**Aim:**
Put the lines of the items, from the one containing "TARGET = vehicle in darkness" through the final line, into a Markdown table with the columns Row and Line. Number each row and omit any blank lines.

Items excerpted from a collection

- - - - -

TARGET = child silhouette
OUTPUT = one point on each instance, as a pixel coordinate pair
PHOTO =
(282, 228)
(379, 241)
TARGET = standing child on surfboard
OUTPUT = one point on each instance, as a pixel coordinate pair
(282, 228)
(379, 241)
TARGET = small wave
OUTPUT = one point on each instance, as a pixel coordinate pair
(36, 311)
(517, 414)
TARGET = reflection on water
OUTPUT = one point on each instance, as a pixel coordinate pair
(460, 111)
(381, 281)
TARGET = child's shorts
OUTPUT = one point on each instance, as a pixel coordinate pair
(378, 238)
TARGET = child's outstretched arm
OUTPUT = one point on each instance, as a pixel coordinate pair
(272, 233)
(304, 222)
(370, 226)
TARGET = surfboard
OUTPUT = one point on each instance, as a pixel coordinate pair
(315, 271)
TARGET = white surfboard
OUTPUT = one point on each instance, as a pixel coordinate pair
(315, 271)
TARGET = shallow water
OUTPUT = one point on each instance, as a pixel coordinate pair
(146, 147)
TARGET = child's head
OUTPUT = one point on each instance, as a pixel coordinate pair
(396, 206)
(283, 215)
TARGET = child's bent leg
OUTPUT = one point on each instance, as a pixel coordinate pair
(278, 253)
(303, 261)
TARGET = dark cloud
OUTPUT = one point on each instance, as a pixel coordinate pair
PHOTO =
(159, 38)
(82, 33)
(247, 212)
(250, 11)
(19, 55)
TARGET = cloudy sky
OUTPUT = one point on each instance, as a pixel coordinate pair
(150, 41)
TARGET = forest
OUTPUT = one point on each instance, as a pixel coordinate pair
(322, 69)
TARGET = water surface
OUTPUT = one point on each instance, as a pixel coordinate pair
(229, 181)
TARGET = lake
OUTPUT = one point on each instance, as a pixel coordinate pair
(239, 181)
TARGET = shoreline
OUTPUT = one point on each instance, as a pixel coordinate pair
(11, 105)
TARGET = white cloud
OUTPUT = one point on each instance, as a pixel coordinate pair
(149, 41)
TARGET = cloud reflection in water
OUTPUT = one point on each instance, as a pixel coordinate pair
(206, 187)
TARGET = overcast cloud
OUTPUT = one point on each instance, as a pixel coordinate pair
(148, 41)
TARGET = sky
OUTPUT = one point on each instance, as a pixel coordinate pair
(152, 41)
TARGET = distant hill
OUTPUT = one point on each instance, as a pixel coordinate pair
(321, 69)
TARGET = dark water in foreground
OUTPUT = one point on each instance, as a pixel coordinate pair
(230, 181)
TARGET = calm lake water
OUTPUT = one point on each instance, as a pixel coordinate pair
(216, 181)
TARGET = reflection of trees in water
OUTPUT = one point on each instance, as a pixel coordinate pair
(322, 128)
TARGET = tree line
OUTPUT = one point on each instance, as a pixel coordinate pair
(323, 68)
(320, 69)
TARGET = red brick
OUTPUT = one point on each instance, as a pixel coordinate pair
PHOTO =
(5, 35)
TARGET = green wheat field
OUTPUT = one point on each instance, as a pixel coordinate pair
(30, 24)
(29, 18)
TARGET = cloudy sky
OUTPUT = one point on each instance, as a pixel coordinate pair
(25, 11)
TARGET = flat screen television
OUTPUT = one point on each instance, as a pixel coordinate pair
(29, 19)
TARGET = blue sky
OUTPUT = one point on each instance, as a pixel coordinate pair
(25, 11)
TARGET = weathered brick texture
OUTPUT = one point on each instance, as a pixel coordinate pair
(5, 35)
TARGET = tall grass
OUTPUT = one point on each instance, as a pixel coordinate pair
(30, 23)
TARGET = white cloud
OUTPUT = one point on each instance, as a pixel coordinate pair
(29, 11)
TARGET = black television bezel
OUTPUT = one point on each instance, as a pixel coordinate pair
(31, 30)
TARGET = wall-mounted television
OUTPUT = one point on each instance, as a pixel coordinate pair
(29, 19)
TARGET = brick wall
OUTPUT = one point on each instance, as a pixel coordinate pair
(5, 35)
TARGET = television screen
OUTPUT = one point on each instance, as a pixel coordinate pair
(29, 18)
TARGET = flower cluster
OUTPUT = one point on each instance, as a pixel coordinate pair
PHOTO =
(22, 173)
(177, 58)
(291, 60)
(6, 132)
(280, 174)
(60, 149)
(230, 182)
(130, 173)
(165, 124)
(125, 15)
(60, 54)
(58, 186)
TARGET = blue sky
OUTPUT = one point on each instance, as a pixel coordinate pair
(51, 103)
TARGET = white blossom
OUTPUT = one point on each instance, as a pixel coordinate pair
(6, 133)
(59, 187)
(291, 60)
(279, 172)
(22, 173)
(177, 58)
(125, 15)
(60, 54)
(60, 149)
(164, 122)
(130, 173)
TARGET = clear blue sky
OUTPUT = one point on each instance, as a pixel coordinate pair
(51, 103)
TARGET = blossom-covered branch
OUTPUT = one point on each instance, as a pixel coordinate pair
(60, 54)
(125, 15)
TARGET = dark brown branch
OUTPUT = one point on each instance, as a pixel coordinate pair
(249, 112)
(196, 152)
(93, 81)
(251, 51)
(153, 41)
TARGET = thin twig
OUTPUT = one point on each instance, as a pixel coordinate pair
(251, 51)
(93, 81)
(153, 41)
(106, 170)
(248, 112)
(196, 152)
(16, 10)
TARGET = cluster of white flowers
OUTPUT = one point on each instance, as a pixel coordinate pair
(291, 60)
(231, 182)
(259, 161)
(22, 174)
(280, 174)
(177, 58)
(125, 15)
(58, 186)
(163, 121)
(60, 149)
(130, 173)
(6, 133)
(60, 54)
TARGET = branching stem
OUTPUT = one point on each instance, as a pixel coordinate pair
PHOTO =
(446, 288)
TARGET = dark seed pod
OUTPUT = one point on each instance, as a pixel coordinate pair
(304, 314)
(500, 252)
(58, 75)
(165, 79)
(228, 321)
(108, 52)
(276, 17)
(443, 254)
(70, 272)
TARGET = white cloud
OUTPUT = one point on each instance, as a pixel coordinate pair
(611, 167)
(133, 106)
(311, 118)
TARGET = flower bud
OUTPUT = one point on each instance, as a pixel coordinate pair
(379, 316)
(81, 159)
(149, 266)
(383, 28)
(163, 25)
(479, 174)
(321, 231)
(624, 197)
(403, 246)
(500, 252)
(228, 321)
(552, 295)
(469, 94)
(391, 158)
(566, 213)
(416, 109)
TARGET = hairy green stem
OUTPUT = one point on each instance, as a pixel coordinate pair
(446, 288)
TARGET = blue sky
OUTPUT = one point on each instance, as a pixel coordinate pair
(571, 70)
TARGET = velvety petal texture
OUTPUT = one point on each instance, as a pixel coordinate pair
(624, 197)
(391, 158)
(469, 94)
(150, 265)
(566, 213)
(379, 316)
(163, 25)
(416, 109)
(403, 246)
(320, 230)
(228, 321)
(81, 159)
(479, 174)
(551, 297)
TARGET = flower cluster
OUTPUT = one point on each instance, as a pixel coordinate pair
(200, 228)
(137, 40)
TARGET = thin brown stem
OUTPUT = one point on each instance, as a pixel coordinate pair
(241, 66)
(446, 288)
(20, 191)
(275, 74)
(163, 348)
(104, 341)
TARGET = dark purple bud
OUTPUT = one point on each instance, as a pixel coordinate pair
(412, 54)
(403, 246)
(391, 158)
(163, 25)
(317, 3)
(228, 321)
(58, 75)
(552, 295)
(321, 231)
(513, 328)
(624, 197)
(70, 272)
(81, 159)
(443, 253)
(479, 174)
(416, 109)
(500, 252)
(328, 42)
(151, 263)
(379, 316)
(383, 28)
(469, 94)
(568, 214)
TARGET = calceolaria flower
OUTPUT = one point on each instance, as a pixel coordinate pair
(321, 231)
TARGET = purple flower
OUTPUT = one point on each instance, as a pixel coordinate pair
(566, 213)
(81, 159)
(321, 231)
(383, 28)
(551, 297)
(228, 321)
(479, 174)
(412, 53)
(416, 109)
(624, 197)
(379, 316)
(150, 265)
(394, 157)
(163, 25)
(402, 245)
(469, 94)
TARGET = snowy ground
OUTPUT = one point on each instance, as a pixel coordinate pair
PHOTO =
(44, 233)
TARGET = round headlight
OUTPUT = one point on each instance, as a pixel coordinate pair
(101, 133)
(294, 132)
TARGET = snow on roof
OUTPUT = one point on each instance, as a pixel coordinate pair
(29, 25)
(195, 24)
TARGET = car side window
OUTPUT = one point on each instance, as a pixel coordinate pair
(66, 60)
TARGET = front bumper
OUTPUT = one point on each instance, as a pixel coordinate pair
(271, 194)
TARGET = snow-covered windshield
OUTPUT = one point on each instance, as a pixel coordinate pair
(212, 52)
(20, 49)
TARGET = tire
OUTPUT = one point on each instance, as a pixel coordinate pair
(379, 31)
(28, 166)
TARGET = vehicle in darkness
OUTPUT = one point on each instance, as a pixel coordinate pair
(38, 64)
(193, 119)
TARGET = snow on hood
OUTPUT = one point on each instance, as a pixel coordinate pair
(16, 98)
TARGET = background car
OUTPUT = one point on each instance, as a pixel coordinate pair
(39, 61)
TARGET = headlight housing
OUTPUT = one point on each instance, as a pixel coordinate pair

- - - - -

**Task result:**
| Row | Line |
|---|---|
| 1 | TARGET = vehicle in darkness |
| 2 | OUTPUT = one point on each instance, as a pixel coordinate pair |
| 3 | (38, 64) |
| 4 | (193, 119) |
| 5 | TARGET = snow on hood |
| 6 | OUTPUT = one point on each instance, as a pixel coordinate pair |
| 7 | (16, 98) |
| 8 | TARGET = background car |
| 9 | OUTPUT = one point on each instance, as a pixel coordinate pair |
| 10 | (39, 61) |
| 11 | TARGET = headlight housing |
| 12 | OUTPUT = one point on each instance, as a pixel coordinate pair |